### Records to process
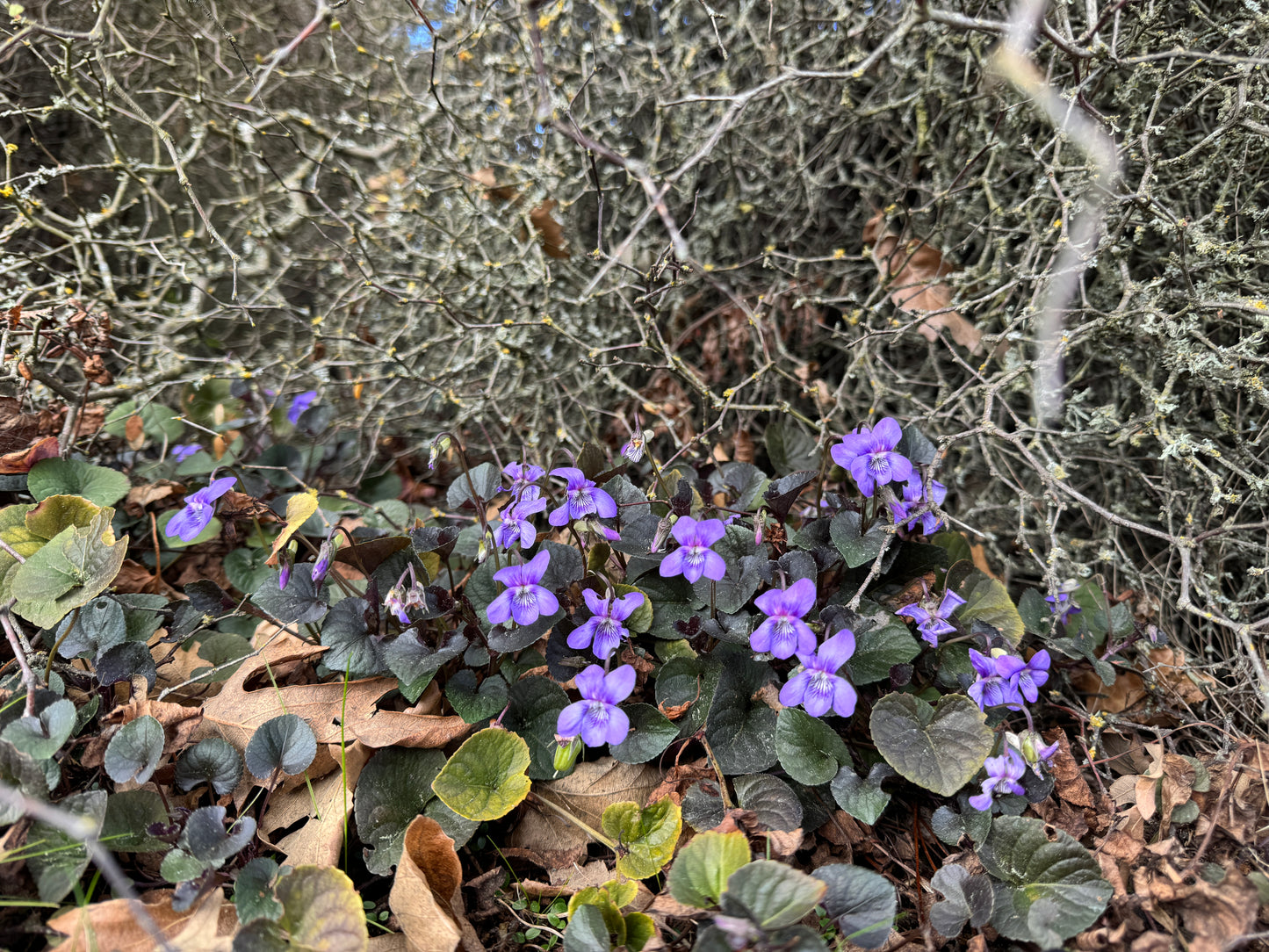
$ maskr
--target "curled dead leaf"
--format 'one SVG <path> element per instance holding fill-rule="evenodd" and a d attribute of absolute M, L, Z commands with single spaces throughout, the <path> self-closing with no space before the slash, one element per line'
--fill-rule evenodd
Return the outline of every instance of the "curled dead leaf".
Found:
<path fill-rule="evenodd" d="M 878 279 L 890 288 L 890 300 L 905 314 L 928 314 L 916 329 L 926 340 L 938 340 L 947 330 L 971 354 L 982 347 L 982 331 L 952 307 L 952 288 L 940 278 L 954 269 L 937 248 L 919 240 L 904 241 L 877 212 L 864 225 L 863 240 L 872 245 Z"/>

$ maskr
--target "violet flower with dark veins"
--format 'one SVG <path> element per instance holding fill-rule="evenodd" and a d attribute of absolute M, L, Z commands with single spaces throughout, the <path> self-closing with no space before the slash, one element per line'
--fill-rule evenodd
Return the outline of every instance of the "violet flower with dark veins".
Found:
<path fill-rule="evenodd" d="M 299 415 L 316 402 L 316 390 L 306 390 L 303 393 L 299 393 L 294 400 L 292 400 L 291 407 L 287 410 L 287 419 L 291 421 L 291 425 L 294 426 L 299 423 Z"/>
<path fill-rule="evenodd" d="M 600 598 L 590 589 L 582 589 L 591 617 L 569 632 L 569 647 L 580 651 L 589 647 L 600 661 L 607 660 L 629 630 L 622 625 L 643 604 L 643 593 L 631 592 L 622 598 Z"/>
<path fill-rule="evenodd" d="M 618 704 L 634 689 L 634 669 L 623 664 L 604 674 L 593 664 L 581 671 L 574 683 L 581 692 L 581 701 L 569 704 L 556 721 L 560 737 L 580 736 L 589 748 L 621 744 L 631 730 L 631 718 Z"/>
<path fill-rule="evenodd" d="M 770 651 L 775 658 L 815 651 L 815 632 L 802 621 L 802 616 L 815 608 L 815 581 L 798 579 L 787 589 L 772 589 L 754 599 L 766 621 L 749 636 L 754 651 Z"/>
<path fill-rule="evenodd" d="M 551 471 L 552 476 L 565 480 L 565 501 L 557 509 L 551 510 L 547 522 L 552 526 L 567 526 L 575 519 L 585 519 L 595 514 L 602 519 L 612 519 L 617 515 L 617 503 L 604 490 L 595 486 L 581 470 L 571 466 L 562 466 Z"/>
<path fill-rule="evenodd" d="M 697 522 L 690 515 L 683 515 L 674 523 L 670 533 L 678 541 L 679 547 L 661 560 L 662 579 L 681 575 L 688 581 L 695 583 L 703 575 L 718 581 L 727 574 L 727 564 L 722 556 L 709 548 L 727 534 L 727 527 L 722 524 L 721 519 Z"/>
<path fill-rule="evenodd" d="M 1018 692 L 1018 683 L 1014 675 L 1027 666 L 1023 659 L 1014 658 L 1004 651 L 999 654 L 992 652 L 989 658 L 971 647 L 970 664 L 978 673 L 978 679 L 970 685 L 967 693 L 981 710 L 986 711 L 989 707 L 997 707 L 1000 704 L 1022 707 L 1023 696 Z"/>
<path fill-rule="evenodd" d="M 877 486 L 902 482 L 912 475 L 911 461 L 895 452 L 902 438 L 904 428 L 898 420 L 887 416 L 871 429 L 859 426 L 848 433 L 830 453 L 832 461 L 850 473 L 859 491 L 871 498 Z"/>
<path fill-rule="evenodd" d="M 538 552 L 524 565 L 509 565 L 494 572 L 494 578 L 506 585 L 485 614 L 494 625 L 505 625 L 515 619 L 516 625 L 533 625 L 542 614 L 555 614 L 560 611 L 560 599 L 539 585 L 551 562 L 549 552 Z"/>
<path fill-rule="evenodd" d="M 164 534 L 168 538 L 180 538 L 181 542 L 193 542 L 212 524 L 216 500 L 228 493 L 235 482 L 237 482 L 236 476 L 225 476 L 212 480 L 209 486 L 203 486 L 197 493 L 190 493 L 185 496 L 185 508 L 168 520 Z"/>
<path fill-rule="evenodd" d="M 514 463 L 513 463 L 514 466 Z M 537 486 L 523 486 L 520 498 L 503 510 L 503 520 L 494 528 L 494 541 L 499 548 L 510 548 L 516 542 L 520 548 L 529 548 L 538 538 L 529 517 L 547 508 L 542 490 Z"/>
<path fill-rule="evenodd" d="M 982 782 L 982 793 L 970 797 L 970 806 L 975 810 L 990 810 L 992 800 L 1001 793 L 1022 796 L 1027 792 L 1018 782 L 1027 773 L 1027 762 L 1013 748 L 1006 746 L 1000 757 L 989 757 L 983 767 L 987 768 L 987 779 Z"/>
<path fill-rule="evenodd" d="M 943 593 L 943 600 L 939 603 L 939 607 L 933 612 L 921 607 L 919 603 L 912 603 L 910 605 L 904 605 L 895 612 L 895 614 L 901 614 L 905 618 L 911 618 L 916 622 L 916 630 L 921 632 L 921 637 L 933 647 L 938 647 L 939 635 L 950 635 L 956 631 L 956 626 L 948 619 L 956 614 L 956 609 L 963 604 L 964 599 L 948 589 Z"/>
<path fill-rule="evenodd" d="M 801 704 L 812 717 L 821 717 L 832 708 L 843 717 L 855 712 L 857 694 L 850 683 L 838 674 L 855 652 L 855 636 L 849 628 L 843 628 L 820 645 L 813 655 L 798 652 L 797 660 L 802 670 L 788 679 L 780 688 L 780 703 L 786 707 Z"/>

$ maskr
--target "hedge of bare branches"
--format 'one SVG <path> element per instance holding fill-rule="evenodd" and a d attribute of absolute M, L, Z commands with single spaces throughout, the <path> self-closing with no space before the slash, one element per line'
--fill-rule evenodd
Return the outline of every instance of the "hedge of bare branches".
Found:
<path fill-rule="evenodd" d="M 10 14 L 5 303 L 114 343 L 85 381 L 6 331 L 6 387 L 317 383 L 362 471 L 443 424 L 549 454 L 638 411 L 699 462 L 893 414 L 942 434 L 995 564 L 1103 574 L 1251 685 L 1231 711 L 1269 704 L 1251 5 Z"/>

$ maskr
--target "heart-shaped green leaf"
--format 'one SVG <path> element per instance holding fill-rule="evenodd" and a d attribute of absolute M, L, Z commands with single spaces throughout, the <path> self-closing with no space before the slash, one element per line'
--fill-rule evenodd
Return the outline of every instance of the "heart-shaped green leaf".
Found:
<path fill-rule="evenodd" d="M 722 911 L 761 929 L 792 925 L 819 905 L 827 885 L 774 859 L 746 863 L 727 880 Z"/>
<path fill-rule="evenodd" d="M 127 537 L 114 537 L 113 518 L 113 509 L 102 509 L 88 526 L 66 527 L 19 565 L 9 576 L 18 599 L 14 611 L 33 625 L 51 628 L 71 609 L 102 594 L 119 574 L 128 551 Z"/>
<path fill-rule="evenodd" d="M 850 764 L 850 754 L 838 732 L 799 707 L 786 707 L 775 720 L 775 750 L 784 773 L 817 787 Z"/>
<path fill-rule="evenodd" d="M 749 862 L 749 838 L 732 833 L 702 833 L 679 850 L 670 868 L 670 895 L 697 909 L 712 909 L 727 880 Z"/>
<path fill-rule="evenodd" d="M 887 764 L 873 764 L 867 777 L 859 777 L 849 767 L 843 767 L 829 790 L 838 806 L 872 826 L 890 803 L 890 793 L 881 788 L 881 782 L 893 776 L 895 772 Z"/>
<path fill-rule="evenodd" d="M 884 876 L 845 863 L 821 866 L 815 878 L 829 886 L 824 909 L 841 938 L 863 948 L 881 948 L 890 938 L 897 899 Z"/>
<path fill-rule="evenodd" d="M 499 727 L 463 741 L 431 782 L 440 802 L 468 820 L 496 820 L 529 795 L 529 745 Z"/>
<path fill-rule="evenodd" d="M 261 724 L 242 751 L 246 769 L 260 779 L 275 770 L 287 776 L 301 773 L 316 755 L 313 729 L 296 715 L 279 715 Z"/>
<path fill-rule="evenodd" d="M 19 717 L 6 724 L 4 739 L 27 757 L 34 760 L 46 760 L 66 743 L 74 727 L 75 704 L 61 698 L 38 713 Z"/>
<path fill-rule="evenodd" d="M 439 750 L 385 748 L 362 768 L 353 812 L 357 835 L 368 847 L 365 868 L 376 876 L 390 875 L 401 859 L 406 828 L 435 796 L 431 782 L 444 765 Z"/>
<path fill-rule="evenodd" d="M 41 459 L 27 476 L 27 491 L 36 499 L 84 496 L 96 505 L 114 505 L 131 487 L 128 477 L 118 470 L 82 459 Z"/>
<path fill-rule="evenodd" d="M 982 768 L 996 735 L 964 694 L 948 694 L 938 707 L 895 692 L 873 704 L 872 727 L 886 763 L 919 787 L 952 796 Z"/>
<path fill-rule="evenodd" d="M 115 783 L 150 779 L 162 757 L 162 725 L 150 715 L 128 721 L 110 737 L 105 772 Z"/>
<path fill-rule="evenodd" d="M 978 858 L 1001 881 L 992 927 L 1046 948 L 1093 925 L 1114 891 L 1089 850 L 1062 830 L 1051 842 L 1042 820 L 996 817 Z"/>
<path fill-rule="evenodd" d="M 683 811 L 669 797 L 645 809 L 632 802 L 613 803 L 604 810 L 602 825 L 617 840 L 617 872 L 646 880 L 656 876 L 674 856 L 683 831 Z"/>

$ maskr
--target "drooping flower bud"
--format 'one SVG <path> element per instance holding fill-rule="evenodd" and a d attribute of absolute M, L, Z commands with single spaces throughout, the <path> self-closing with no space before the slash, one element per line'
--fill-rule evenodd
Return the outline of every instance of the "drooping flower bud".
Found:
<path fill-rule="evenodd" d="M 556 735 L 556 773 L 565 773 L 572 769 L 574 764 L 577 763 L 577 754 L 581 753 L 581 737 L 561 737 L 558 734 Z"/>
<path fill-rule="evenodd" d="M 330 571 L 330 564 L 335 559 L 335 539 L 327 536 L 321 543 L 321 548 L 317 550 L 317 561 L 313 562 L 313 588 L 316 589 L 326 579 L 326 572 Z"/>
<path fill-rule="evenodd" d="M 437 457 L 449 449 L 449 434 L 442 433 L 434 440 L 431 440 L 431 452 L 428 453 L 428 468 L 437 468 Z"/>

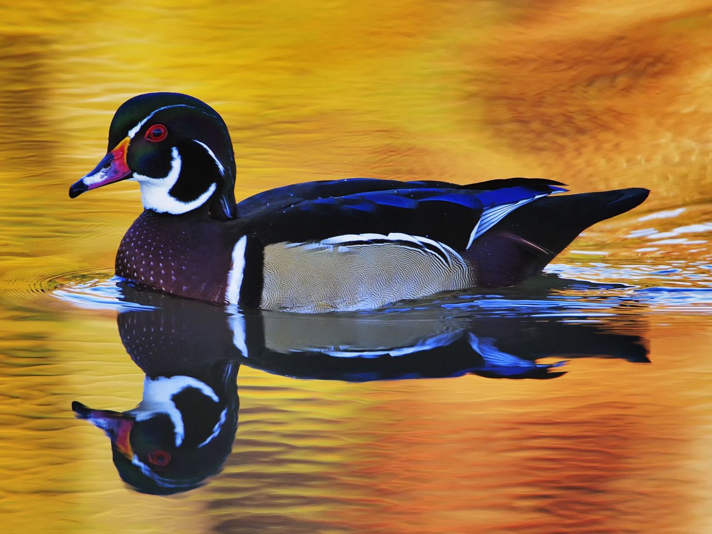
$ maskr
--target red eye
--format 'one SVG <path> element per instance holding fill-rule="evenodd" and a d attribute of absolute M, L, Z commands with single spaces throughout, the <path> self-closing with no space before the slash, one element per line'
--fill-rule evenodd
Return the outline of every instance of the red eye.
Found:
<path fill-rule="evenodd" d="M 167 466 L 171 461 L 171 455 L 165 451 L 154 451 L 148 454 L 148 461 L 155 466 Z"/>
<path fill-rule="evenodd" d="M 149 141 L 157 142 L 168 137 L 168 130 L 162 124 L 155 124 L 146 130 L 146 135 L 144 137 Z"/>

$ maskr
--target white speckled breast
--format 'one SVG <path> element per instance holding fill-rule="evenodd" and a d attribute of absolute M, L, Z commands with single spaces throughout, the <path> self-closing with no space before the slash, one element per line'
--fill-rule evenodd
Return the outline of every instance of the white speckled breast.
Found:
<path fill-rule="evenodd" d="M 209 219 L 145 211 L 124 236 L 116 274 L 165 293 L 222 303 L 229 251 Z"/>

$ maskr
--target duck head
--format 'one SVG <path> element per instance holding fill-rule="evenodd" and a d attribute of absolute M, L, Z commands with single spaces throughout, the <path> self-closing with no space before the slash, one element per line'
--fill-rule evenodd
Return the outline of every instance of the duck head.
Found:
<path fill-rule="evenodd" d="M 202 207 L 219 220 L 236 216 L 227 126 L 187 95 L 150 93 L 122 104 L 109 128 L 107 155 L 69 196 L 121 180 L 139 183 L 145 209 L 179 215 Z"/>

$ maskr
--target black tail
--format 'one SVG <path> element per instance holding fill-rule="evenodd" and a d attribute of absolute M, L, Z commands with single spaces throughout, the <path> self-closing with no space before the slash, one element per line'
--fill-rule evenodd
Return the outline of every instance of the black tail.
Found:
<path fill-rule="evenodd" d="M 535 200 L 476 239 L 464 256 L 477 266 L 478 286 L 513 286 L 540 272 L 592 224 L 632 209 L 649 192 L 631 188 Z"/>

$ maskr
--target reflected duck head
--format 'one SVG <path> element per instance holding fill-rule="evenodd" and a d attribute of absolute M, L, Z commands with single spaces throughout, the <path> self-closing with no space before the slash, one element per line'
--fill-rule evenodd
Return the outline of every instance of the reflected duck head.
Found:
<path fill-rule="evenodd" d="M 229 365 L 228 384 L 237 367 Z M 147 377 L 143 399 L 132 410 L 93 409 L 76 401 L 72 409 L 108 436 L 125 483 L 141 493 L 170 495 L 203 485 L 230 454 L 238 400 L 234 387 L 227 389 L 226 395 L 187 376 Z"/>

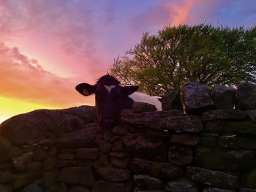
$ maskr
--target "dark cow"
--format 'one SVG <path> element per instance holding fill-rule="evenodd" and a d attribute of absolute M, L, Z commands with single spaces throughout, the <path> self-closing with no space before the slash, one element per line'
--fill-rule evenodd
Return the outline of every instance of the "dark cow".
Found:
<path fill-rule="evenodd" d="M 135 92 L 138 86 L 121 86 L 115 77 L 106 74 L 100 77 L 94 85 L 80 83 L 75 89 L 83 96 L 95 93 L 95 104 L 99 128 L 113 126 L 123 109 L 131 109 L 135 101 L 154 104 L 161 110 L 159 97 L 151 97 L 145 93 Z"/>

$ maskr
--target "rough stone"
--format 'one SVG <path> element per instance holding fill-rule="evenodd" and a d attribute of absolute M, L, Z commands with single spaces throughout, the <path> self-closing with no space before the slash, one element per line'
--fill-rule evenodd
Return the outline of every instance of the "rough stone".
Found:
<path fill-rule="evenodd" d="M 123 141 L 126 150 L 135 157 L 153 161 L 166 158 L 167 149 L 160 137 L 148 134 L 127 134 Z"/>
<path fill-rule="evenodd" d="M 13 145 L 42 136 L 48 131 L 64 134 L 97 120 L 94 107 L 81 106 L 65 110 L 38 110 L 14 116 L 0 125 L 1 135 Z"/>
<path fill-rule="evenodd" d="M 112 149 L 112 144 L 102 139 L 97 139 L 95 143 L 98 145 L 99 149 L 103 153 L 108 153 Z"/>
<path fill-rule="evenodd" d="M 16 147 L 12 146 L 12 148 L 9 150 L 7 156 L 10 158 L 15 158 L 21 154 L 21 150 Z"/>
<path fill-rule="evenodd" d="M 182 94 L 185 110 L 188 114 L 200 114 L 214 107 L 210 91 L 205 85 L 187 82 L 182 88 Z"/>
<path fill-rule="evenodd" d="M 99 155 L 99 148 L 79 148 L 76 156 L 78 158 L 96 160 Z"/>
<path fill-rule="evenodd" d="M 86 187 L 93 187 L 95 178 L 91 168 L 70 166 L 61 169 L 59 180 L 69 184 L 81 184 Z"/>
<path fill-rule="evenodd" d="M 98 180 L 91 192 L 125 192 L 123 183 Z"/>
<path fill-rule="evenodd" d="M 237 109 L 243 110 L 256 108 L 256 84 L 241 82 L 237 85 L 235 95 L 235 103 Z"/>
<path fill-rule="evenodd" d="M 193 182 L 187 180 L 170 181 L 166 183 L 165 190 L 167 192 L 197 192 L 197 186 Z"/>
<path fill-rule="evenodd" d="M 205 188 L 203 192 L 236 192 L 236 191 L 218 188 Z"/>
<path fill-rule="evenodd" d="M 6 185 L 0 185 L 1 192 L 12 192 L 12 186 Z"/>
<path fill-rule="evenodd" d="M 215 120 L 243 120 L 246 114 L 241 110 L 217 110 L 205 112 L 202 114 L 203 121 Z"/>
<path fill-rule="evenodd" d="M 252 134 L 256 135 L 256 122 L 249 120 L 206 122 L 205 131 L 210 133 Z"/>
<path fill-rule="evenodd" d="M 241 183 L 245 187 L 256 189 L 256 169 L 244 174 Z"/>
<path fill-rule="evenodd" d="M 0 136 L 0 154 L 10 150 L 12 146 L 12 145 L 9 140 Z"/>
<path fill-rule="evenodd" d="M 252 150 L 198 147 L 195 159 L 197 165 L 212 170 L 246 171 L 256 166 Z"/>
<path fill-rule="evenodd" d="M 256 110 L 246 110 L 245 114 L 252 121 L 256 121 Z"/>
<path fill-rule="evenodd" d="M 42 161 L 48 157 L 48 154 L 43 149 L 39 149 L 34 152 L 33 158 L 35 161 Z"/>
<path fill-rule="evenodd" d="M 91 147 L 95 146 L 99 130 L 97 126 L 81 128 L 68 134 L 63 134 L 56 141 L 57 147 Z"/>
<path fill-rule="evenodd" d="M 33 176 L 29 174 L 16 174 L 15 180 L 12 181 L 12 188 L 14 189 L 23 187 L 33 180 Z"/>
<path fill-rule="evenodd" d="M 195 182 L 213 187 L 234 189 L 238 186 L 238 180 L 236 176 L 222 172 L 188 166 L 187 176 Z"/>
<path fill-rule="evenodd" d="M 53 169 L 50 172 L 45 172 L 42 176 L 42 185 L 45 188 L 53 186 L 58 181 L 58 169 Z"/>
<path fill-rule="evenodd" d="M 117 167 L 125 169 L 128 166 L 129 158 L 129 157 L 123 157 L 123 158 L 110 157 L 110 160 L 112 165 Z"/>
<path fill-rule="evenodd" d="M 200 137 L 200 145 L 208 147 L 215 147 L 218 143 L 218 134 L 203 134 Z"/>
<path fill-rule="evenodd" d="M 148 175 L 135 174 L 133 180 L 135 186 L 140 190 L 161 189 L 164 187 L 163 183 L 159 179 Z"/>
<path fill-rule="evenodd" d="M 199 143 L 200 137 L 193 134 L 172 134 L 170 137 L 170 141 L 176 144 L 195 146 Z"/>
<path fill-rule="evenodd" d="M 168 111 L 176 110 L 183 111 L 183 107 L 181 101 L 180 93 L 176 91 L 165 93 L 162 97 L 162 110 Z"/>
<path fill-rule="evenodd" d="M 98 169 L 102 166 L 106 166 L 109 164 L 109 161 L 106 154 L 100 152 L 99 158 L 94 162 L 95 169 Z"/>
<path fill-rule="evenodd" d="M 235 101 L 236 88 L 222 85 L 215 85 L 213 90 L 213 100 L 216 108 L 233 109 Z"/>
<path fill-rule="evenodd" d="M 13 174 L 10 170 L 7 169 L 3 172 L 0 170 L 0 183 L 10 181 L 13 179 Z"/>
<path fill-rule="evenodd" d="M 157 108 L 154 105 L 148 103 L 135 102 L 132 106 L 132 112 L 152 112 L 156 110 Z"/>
######
■ Task instructions: Select every line in the records above that holds the word "duck", and copy each one.

■ Result of the exercise:
--target duck head
Return the outline of every instance of the duck head.
--target reflected duck head
Return the outline of every instance of the reflected duck head.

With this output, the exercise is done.